• _STATED GOAL_:
Copy the lines below verbatim, beginning with the line that includes "Target: metal railing" and continuing to the end; leave out everything before it.

* Begin *

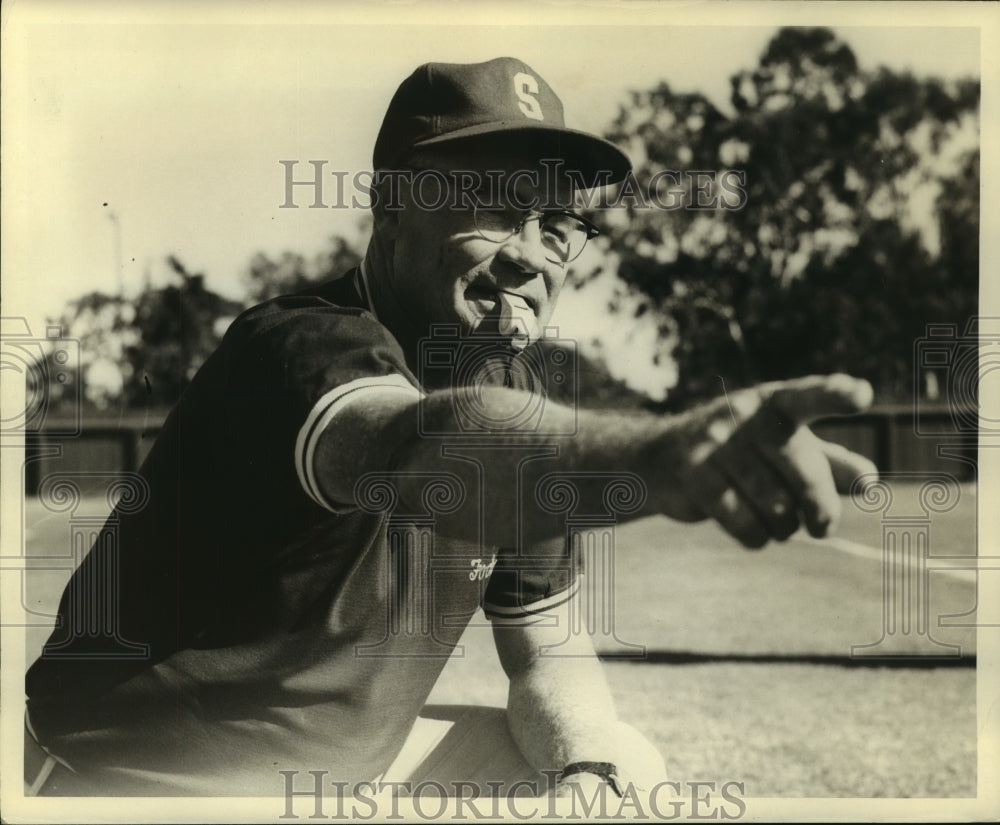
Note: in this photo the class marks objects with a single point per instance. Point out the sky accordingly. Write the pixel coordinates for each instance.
(131, 136)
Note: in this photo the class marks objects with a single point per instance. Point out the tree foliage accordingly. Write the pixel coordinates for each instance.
(859, 227)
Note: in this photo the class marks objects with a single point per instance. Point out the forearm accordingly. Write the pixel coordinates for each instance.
(746, 460)
(560, 709)
(503, 473)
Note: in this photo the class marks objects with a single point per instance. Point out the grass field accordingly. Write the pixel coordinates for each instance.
(747, 672)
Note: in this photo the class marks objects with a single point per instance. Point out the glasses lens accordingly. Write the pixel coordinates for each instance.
(564, 235)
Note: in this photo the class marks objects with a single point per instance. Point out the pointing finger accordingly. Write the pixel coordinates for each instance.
(847, 467)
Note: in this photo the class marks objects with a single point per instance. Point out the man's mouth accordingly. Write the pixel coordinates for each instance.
(486, 298)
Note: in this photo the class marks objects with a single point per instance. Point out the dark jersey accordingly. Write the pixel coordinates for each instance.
(252, 625)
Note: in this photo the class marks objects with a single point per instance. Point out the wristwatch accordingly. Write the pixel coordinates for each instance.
(606, 770)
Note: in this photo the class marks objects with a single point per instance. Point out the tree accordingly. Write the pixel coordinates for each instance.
(855, 231)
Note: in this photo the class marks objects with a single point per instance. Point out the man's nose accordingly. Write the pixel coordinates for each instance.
(524, 249)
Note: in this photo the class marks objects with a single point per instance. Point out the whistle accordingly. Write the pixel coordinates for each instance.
(517, 320)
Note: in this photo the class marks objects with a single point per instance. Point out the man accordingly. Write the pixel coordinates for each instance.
(275, 577)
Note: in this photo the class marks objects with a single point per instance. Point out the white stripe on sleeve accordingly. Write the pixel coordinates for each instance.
(325, 410)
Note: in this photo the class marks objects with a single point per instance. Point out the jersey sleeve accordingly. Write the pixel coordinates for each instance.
(303, 364)
(525, 585)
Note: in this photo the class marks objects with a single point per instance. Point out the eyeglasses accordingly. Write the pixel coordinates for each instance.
(564, 233)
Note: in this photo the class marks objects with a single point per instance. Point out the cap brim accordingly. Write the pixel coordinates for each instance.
(599, 161)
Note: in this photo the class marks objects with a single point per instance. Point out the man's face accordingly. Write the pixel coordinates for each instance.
(444, 271)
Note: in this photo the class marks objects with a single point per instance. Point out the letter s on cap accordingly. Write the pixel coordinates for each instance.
(526, 87)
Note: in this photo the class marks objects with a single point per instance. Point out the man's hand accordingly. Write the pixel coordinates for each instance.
(749, 461)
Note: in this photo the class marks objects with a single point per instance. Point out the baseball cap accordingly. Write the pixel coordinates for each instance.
(503, 97)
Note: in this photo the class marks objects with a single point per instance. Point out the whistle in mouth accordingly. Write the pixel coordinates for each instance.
(517, 320)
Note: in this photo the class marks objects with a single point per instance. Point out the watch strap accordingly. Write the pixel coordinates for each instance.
(608, 771)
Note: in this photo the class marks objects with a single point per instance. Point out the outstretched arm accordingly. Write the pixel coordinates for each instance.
(747, 460)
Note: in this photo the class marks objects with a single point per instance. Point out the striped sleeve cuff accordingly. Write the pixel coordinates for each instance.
(530, 612)
(325, 410)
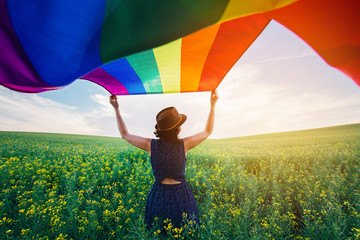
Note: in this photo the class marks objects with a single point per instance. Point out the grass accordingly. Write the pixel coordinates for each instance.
(294, 185)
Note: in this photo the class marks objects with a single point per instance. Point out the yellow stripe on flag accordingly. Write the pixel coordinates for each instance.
(168, 59)
(237, 8)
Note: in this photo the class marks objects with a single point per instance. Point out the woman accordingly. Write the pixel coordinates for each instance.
(170, 196)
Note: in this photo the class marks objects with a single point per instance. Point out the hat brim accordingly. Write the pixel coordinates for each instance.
(183, 119)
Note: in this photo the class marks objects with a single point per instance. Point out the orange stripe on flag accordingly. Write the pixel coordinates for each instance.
(194, 51)
(233, 39)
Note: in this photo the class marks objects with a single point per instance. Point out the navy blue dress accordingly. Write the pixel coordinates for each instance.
(169, 201)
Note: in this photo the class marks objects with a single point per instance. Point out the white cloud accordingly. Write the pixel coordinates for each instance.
(30, 112)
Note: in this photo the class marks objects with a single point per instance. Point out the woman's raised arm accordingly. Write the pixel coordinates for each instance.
(193, 141)
(137, 141)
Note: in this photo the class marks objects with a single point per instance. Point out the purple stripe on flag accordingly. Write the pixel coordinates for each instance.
(104, 79)
(16, 71)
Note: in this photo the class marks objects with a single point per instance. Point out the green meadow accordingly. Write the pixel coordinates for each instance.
(294, 185)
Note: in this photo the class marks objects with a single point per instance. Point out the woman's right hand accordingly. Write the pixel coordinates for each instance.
(113, 101)
(214, 97)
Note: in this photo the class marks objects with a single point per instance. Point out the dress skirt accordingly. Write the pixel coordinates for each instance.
(170, 201)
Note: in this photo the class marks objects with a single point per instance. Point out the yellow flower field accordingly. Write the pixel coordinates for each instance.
(297, 185)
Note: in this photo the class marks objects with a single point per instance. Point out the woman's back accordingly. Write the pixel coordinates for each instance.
(168, 160)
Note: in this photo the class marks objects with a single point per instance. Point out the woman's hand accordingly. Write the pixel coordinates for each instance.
(113, 101)
(214, 97)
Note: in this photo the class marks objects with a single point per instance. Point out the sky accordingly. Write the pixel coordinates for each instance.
(280, 84)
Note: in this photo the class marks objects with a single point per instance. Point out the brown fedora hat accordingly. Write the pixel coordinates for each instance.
(169, 118)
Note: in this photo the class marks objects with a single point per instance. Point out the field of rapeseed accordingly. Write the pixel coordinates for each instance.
(297, 185)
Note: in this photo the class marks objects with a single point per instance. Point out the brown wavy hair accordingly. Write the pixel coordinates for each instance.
(169, 136)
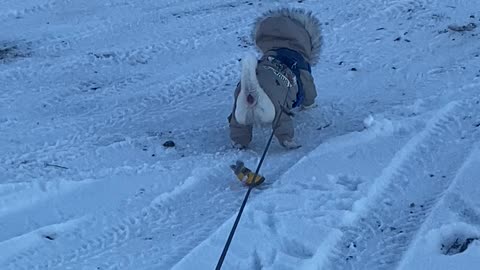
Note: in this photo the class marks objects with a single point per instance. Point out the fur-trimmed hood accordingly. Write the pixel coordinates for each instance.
(292, 28)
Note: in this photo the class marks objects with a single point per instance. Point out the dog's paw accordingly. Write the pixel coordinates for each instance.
(290, 144)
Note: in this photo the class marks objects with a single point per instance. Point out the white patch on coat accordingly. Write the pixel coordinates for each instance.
(253, 104)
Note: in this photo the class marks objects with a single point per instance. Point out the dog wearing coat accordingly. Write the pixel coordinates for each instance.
(270, 87)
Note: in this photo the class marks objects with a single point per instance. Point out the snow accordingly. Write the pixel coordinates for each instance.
(386, 178)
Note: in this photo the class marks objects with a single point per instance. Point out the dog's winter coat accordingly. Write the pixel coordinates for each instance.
(269, 86)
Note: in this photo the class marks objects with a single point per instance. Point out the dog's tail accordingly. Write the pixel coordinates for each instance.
(253, 104)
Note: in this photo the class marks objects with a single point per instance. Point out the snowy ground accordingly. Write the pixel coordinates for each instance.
(387, 178)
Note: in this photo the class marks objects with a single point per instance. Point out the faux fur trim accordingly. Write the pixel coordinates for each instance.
(261, 109)
(305, 18)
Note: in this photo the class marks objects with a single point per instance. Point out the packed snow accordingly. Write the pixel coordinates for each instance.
(114, 148)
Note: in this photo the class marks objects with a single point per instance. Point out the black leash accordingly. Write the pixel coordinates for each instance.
(239, 215)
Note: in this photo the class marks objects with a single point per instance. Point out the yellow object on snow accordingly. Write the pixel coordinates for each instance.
(245, 175)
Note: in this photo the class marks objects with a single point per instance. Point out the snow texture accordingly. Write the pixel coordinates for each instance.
(90, 91)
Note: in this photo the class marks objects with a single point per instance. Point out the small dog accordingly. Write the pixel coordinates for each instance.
(281, 80)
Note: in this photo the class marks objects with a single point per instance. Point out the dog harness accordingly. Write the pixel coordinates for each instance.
(295, 62)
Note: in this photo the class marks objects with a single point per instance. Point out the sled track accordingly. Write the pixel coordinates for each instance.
(378, 238)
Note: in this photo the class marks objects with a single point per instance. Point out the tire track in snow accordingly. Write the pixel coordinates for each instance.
(382, 232)
(203, 35)
(18, 13)
(168, 221)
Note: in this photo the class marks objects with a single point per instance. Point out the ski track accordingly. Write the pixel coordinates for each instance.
(157, 224)
(379, 237)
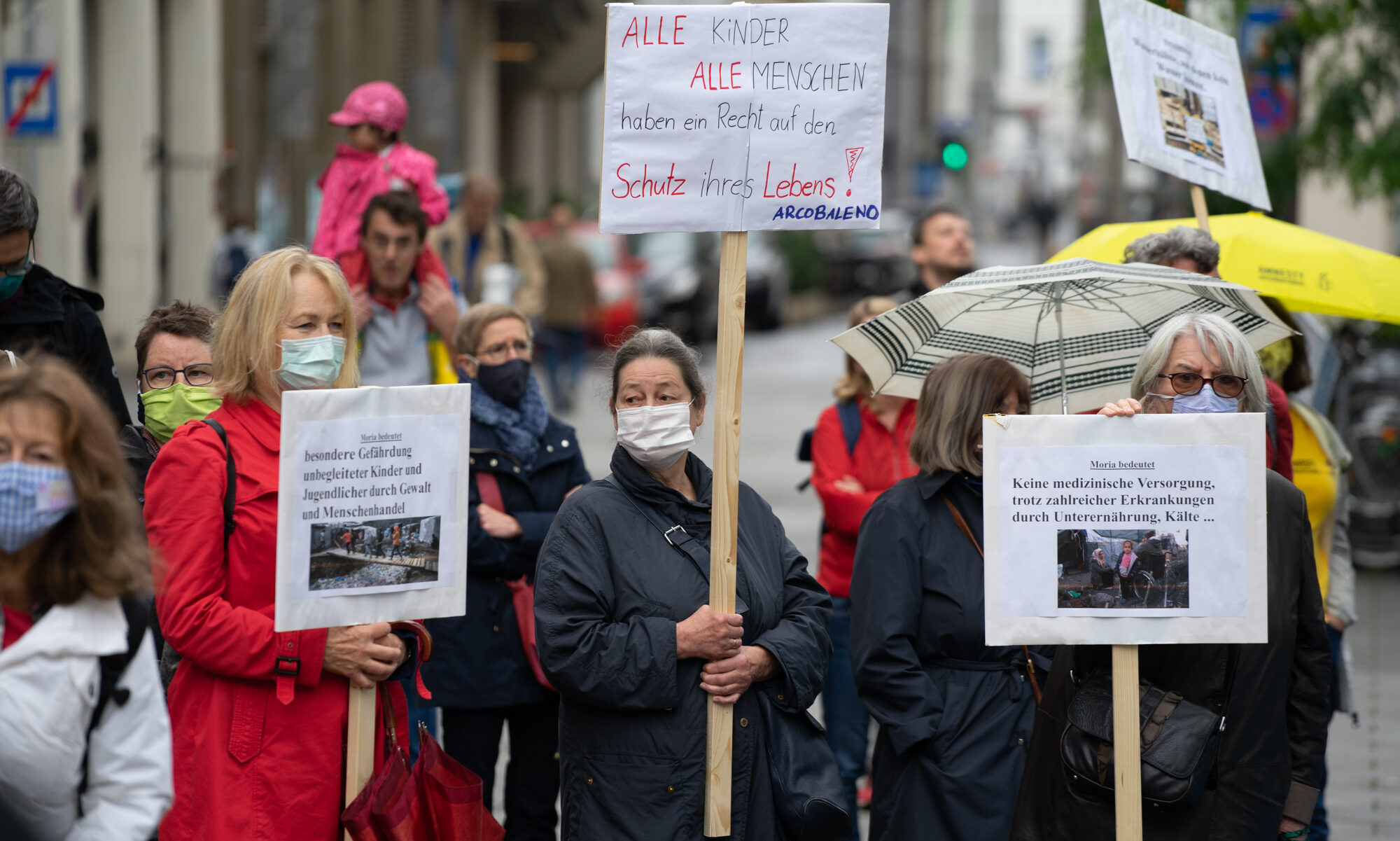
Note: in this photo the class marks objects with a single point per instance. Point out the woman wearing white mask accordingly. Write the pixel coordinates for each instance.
(85, 739)
(1275, 697)
(258, 716)
(626, 635)
(524, 464)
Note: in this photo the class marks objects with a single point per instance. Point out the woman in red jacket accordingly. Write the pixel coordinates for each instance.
(258, 716)
(860, 449)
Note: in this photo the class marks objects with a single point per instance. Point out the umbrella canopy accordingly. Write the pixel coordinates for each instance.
(1308, 271)
(1076, 328)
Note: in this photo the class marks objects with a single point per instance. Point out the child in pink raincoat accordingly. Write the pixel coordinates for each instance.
(373, 162)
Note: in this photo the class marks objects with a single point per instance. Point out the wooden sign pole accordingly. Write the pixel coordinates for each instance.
(359, 743)
(724, 536)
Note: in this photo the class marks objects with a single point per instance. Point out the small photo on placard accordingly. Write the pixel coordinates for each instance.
(1122, 568)
(355, 554)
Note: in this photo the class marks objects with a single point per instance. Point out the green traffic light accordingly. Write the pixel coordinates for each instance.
(955, 156)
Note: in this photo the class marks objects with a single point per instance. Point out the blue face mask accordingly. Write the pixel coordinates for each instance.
(312, 363)
(1205, 403)
(33, 501)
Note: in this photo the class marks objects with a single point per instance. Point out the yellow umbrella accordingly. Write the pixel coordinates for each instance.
(1307, 271)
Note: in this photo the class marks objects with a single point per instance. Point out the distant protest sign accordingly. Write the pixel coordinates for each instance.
(1182, 99)
(1112, 530)
(734, 118)
(372, 508)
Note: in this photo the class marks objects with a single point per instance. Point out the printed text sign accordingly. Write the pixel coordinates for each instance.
(727, 118)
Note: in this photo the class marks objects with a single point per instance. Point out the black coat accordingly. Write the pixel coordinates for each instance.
(478, 659)
(632, 718)
(48, 314)
(955, 715)
(1276, 719)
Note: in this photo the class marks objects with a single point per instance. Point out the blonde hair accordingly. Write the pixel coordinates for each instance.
(471, 327)
(247, 348)
(856, 382)
(955, 397)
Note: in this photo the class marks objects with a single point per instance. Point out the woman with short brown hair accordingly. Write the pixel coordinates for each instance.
(954, 714)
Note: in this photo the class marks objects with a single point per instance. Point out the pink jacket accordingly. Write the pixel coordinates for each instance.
(355, 177)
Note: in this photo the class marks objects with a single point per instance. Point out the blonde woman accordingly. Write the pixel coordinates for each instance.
(258, 716)
(954, 714)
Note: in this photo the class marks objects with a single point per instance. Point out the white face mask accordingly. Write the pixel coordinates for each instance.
(656, 436)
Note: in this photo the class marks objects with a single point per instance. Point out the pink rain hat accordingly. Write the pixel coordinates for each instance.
(379, 103)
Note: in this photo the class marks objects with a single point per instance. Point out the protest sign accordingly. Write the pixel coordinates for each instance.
(373, 503)
(1112, 530)
(1182, 99)
(734, 118)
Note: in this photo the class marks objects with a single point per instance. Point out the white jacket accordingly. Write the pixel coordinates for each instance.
(48, 691)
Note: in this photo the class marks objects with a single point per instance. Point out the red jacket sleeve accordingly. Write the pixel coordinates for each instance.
(186, 527)
(831, 461)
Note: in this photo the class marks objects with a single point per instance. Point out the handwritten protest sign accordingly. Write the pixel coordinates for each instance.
(734, 118)
(373, 503)
(1111, 530)
(1182, 100)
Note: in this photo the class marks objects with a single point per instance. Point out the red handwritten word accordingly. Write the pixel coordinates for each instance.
(793, 188)
(706, 74)
(645, 187)
(645, 37)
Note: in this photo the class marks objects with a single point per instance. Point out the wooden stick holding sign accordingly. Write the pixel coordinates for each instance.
(724, 537)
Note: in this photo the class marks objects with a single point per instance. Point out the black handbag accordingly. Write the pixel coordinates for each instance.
(1180, 742)
(807, 785)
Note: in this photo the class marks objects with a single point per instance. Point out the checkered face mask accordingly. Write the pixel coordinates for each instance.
(33, 499)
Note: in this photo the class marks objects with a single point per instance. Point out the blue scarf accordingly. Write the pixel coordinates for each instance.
(519, 429)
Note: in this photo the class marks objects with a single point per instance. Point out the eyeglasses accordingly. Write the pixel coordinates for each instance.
(502, 349)
(1186, 383)
(164, 377)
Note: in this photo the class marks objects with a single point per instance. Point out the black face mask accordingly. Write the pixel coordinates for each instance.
(506, 383)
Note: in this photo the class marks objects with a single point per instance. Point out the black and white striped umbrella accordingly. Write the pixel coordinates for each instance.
(1076, 328)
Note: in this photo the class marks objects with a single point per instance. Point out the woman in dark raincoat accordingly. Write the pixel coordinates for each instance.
(954, 714)
(626, 635)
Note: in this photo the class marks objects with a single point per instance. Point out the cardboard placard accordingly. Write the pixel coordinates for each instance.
(1125, 530)
(1182, 100)
(736, 118)
(373, 505)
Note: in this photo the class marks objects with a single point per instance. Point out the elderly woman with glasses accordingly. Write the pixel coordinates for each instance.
(524, 464)
(1275, 697)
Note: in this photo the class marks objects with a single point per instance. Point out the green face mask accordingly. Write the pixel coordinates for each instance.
(166, 410)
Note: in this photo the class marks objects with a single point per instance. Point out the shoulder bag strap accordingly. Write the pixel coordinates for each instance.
(962, 526)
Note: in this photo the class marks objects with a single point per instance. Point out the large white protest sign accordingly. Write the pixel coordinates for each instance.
(1112, 530)
(372, 508)
(734, 118)
(1182, 100)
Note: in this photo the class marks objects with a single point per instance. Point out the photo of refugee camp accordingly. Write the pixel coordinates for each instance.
(1124, 568)
(1191, 121)
(358, 554)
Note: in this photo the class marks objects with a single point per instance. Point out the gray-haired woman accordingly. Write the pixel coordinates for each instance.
(1275, 697)
(628, 639)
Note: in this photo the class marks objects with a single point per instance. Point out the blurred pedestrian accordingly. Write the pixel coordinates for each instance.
(1194, 250)
(281, 697)
(1268, 768)
(569, 306)
(41, 312)
(631, 642)
(954, 712)
(860, 449)
(944, 249)
(489, 253)
(85, 732)
(174, 370)
(373, 162)
(407, 309)
(524, 464)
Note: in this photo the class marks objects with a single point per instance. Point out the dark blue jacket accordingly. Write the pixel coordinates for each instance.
(478, 659)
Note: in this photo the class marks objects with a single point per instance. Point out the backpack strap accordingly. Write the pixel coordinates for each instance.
(111, 667)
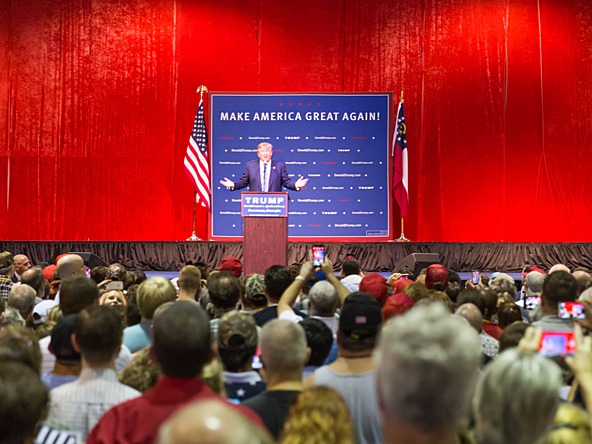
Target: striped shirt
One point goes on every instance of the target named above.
(79, 405)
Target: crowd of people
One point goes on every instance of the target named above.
(301, 354)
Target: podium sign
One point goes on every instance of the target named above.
(255, 204)
(265, 241)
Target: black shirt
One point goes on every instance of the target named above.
(272, 407)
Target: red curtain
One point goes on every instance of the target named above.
(97, 98)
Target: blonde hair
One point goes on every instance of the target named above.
(152, 293)
(318, 416)
(570, 426)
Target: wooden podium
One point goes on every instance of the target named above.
(265, 230)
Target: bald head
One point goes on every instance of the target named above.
(472, 314)
(559, 267)
(21, 264)
(210, 422)
(71, 265)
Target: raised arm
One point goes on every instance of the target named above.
(342, 292)
(289, 296)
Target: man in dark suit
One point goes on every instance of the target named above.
(265, 174)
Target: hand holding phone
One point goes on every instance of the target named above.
(318, 255)
(568, 310)
(557, 343)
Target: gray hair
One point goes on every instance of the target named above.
(515, 383)
(283, 346)
(427, 364)
(21, 297)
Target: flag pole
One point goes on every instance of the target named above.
(402, 237)
(194, 237)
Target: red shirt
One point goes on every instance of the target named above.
(137, 420)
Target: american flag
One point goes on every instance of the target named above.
(400, 176)
(196, 159)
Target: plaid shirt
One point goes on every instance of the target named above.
(5, 286)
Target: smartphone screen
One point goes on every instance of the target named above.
(557, 343)
(256, 363)
(318, 255)
(569, 310)
(530, 302)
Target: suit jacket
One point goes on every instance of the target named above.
(278, 177)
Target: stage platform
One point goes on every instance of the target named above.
(374, 256)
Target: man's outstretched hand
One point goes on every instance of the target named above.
(301, 182)
(227, 183)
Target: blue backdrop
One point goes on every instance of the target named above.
(339, 141)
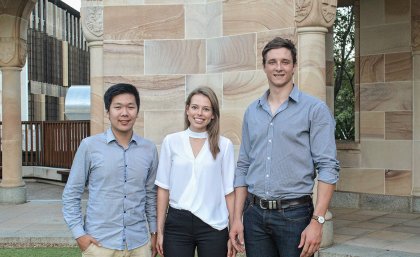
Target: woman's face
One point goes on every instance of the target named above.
(199, 113)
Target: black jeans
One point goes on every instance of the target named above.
(184, 232)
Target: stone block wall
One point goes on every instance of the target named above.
(167, 48)
(382, 162)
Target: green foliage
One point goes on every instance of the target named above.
(344, 65)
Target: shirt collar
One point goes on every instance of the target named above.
(110, 137)
(294, 95)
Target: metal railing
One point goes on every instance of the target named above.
(51, 143)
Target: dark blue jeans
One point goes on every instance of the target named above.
(275, 233)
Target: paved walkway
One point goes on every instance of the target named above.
(359, 233)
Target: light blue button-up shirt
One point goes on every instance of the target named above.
(122, 195)
(280, 153)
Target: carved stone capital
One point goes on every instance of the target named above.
(315, 13)
(92, 22)
(13, 51)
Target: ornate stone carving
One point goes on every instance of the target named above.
(315, 13)
(7, 50)
(329, 8)
(303, 8)
(92, 22)
(22, 50)
(4, 3)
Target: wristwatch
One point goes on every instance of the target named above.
(320, 219)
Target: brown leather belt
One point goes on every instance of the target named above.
(278, 204)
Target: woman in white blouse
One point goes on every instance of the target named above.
(195, 176)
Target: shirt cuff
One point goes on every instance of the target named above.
(161, 185)
(239, 181)
(78, 231)
(328, 176)
(152, 227)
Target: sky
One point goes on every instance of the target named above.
(73, 3)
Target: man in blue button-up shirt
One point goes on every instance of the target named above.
(119, 168)
(287, 136)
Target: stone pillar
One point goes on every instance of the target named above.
(313, 18)
(415, 45)
(14, 16)
(416, 123)
(92, 25)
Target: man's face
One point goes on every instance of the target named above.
(279, 67)
(122, 114)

* End *

• _ANSWER FOR THIS EXERCISE_:
Target: metal railing
One point goes on every instance of the target named above.
(51, 143)
Target: dark blue jeans
One point goes on every instance of the target named above.
(275, 233)
Target: paved walkway
One point goes on every instance of the target named above.
(359, 233)
Target: light blue button-up shirt
One point goes on every instance of the target named above.
(122, 195)
(280, 153)
Target: carved stone capital
One point goes on every instance of the target named above.
(315, 13)
(92, 22)
(13, 51)
Target: ornate stone carving
One point goes on every instance of the target named above.
(315, 13)
(7, 50)
(329, 8)
(303, 8)
(92, 22)
(22, 50)
(4, 3)
Target: wristwatch
One point goes on every instance of the target named above.
(320, 219)
Target: brown leather belt
One point goes on every instance of the target named above.
(278, 204)
Target: woman in white blouse
One point goes on every instance of the target named above.
(195, 176)
Target: shirt cuff
One point goes on every instance of the target named above.
(161, 185)
(239, 181)
(78, 231)
(328, 176)
(152, 227)
Target: sky
One point goes on every instance of the target named above.
(73, 3)
Target: man in blue button-up shirt
One point goes on every instance of the target named above.
(119, 168)
(287, 136)
Target: stone pillar
One point goes on every instance of the target named above.
(313, 18)
(415, 45)
(14, 16)
(416, 123)
(92, 25)
Target: man's face
One point goes on every instance of the target named above.
(279, 67)
(122, 114)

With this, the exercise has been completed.